-- START OF The records --

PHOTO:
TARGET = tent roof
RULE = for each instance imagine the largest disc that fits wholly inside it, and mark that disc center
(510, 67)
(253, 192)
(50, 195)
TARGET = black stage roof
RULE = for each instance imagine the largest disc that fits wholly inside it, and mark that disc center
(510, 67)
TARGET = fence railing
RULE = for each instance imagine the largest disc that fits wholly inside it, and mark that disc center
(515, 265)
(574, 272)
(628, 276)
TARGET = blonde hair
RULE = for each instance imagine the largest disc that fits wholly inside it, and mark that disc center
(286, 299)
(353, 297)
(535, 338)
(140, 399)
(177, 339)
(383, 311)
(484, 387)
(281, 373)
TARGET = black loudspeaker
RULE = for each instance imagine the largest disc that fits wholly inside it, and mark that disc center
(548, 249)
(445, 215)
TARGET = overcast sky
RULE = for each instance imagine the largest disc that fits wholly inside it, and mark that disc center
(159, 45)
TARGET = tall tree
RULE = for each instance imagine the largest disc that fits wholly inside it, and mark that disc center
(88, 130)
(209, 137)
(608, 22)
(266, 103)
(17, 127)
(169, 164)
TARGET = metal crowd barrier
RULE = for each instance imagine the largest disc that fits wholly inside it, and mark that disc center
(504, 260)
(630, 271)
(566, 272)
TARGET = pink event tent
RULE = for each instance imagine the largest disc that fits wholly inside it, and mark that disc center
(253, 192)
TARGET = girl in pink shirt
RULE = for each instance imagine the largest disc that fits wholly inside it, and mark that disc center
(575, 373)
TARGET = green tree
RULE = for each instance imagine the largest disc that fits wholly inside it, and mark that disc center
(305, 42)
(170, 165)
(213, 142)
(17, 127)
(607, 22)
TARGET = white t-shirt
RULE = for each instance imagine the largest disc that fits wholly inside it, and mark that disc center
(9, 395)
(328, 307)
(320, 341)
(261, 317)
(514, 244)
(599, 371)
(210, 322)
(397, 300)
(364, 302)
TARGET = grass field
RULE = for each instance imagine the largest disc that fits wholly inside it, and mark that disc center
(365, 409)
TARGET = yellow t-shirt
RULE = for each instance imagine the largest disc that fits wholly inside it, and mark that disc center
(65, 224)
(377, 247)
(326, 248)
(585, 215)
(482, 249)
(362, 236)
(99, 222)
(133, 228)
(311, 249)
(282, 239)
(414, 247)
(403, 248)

-- END OF The records --

» Required work: Output each line of the items above, from the line containing "TARGET = yellow t-shirt" through the final line, as a JSON array of strings with one string per line and blank lines omitted.

» Solution to the exercise:
[
  "TARGET = yellow t-shirt",
  "RULE = for each instance imagine the largest disc that fits wholly inside it, and mark that disc center",
  "(65, 224)",
  "(377, 247)",
  "(326, 248)",
  "(585, 215)",
  "(482, 249)",
  "(362, 236)",
  "(99, 222)",
  "(133, 228)",
  "(311, 249)",
  "(282, 239)",
  "(414, 247)",
  "(403, 248)"
]